## [Extract]
- Opening Delimiter -

Monday, August 30, 2021

new beginnings always make me nervous

 

        MONDAY 8/30/21 9:24AM--the butterfies in my stomach are starting to grow...I assume they'll leave when my first therapy session with my new therapist is over, whenever that will be...
9:36AM--It turns out I was wrong about being wrong about my apppointment with the urologist...now I'm on hold for who knows how long...all I (ever) wanted to do was re-schedule my f**king appointment somehow...oh well, it IS Monday after all...I'm absolutely learning patience today...but I bet almost anything else is easier for me...
10:08AM It took a LONG while but I finally re-scheduled the Urologist appointment for 12:45PM, on September 1st...
12:20PM--so I've met my new therapist...She reminds me a bit of a woman I used to have a crush on--until she and her Husband had an ugly breakup...She moved far away, but I still run into her "ex"--just saw him playing at Hershey's on Friday night...Anyway, as early as it may be to comment on our "relationship", I like her...the Plan is to see her in about two weeks...I'm not gonna say anything to jinx my current mood...

- Closing Delimiter -

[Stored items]
- Opening Delimiter -

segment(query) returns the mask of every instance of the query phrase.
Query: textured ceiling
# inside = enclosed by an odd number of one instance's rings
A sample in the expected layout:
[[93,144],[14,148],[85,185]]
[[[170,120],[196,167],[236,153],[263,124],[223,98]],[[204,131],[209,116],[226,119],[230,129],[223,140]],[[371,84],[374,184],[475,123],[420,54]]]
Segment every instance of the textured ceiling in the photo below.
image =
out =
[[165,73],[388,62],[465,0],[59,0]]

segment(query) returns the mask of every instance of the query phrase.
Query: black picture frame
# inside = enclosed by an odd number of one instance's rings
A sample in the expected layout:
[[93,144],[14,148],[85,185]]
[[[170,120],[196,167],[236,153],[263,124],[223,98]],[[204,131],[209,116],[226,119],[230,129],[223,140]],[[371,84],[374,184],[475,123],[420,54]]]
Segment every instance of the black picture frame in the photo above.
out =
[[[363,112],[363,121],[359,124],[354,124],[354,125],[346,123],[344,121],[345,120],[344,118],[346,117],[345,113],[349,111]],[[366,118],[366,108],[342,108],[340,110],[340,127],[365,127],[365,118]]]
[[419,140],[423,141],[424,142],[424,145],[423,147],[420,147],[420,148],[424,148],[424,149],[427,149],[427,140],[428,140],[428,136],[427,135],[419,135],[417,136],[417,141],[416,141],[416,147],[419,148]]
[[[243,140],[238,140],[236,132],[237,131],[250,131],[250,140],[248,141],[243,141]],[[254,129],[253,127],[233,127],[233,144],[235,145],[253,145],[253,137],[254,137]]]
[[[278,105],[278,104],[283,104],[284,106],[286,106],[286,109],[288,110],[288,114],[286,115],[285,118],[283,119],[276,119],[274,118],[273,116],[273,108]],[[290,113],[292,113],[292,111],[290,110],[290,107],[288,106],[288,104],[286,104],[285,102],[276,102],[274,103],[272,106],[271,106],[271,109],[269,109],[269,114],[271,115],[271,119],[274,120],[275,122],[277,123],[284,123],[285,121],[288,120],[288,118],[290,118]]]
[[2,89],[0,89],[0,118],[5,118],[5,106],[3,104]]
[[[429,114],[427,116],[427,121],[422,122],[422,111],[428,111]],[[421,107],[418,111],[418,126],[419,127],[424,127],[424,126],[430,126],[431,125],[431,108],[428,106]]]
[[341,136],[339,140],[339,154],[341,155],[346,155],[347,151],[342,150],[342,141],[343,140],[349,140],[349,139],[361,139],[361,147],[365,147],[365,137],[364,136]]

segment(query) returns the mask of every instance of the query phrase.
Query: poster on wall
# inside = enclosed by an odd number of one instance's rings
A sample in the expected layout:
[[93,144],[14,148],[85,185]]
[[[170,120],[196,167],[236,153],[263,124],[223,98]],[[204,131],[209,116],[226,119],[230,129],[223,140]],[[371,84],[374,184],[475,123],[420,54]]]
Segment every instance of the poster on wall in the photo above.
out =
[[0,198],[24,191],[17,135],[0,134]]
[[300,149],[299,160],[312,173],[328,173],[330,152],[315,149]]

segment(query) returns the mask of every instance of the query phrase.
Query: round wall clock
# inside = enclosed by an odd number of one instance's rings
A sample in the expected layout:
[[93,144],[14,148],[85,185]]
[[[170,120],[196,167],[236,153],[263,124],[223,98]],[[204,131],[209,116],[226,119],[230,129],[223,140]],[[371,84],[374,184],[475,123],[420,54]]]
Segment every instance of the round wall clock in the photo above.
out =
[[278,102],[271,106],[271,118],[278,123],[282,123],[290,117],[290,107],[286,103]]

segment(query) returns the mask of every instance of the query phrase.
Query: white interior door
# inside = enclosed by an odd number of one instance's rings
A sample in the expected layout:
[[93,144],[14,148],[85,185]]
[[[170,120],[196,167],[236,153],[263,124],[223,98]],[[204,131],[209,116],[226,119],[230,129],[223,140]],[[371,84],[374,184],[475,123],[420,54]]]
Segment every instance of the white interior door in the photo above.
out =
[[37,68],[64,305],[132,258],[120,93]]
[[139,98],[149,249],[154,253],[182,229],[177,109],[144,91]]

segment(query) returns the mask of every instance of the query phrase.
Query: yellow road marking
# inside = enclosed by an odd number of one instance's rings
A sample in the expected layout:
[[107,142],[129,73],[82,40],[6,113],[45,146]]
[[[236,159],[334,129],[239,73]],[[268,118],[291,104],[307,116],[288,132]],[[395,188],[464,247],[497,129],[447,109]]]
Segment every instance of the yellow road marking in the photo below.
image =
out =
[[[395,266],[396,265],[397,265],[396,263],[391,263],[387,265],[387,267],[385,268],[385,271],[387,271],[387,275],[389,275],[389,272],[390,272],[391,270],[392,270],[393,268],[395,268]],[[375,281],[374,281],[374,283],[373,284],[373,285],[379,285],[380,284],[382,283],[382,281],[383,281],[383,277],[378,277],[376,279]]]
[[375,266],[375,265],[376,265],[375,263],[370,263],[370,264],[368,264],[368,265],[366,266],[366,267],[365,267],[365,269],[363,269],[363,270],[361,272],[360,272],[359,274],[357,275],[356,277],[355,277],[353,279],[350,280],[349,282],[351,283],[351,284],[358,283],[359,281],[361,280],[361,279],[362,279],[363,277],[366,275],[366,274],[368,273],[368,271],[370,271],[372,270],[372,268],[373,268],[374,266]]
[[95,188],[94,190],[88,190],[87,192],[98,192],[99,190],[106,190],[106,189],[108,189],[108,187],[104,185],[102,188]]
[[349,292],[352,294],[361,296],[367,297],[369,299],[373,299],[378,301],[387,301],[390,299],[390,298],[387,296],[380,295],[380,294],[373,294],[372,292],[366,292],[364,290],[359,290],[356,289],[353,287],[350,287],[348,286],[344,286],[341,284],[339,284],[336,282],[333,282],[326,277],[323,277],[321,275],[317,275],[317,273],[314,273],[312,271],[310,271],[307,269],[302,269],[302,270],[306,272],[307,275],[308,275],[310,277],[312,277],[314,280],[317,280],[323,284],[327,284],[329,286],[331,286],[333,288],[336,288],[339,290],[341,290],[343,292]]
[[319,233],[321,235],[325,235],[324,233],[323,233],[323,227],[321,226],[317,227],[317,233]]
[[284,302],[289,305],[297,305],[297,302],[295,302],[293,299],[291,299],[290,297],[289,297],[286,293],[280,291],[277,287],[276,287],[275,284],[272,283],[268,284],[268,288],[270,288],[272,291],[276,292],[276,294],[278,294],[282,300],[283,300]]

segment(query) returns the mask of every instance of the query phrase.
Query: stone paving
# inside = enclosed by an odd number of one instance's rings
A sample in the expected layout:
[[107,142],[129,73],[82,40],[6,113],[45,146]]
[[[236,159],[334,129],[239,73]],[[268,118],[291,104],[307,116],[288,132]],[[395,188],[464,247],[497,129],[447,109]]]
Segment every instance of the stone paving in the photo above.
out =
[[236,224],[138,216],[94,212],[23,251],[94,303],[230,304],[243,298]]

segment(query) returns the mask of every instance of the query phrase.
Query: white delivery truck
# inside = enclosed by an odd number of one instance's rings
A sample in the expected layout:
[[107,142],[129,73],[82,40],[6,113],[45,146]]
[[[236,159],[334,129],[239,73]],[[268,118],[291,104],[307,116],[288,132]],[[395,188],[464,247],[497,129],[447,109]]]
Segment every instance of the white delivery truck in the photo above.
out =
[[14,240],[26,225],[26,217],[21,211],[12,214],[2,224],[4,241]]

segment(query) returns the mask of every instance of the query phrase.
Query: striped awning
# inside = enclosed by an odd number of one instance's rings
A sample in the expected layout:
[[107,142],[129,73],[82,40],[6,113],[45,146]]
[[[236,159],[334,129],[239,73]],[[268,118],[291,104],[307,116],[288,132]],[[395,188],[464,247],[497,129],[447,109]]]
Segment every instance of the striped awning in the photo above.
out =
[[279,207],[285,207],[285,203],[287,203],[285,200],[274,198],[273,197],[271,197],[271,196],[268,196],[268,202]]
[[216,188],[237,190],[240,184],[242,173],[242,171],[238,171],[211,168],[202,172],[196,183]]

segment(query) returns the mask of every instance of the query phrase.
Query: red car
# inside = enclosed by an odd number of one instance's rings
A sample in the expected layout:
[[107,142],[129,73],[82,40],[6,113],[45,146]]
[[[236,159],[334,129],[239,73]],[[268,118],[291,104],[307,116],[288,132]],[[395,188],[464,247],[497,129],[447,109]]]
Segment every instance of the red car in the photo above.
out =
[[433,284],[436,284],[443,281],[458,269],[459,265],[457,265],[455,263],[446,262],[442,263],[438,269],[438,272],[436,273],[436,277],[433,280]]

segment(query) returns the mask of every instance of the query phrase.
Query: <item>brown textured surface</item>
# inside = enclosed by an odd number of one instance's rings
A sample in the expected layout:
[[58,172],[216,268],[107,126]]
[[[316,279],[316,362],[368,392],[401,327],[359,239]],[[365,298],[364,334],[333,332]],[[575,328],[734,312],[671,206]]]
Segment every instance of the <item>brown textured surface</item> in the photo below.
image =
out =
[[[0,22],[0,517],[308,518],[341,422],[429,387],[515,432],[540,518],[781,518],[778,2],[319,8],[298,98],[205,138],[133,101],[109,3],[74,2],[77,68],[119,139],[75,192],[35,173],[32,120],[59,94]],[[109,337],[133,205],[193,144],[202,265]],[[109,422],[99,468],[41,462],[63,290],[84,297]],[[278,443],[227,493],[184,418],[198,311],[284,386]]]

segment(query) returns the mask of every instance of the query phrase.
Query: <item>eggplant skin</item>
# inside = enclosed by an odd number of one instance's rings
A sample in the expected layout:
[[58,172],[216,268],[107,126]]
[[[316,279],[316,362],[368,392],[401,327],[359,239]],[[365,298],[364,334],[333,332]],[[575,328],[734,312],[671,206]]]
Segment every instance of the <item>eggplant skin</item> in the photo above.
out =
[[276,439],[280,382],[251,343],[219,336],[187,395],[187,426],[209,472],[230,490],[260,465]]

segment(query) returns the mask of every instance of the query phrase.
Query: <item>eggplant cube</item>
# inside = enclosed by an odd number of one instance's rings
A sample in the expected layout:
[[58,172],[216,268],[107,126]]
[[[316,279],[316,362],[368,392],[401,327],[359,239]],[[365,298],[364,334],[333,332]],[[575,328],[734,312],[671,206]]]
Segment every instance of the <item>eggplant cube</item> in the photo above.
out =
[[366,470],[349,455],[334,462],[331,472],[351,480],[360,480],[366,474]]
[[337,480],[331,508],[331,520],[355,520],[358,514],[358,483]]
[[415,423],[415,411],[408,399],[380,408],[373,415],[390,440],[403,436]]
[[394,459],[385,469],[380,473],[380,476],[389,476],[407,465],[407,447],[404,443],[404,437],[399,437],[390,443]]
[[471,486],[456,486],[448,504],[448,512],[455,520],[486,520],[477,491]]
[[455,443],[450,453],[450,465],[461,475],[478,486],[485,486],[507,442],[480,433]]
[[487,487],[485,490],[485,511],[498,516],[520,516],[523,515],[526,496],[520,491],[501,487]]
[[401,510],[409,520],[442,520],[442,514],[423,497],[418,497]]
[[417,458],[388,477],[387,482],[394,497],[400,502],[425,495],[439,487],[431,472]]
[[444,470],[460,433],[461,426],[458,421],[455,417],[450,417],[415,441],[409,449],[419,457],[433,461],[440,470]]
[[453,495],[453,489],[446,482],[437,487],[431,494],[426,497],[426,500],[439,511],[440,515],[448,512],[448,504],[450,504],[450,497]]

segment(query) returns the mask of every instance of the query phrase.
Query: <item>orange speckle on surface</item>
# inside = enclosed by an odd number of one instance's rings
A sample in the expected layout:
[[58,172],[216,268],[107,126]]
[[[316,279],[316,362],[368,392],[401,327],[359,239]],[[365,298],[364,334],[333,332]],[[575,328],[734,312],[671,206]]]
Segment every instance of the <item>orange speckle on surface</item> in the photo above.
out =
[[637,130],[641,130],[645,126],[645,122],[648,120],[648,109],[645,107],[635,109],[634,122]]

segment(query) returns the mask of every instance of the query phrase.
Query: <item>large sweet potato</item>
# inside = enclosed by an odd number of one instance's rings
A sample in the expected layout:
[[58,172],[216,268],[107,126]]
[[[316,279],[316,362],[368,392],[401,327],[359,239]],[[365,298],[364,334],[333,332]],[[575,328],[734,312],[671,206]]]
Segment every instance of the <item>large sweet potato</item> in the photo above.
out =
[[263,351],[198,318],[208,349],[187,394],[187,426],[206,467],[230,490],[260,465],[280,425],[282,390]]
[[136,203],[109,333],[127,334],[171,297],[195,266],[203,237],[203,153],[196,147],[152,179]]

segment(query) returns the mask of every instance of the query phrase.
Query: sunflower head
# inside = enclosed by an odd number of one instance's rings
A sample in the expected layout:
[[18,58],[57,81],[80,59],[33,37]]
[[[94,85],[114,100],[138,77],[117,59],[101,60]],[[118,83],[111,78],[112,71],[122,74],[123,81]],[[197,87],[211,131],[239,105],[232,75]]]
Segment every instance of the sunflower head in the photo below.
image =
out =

- Closing Delimiter -

## [Directions]
In the post, what date and time was the urologist appointment rescheduled to? These rows have nothing to do with the post.

## [Reply to the exercise]
12:45 PM on September 1st.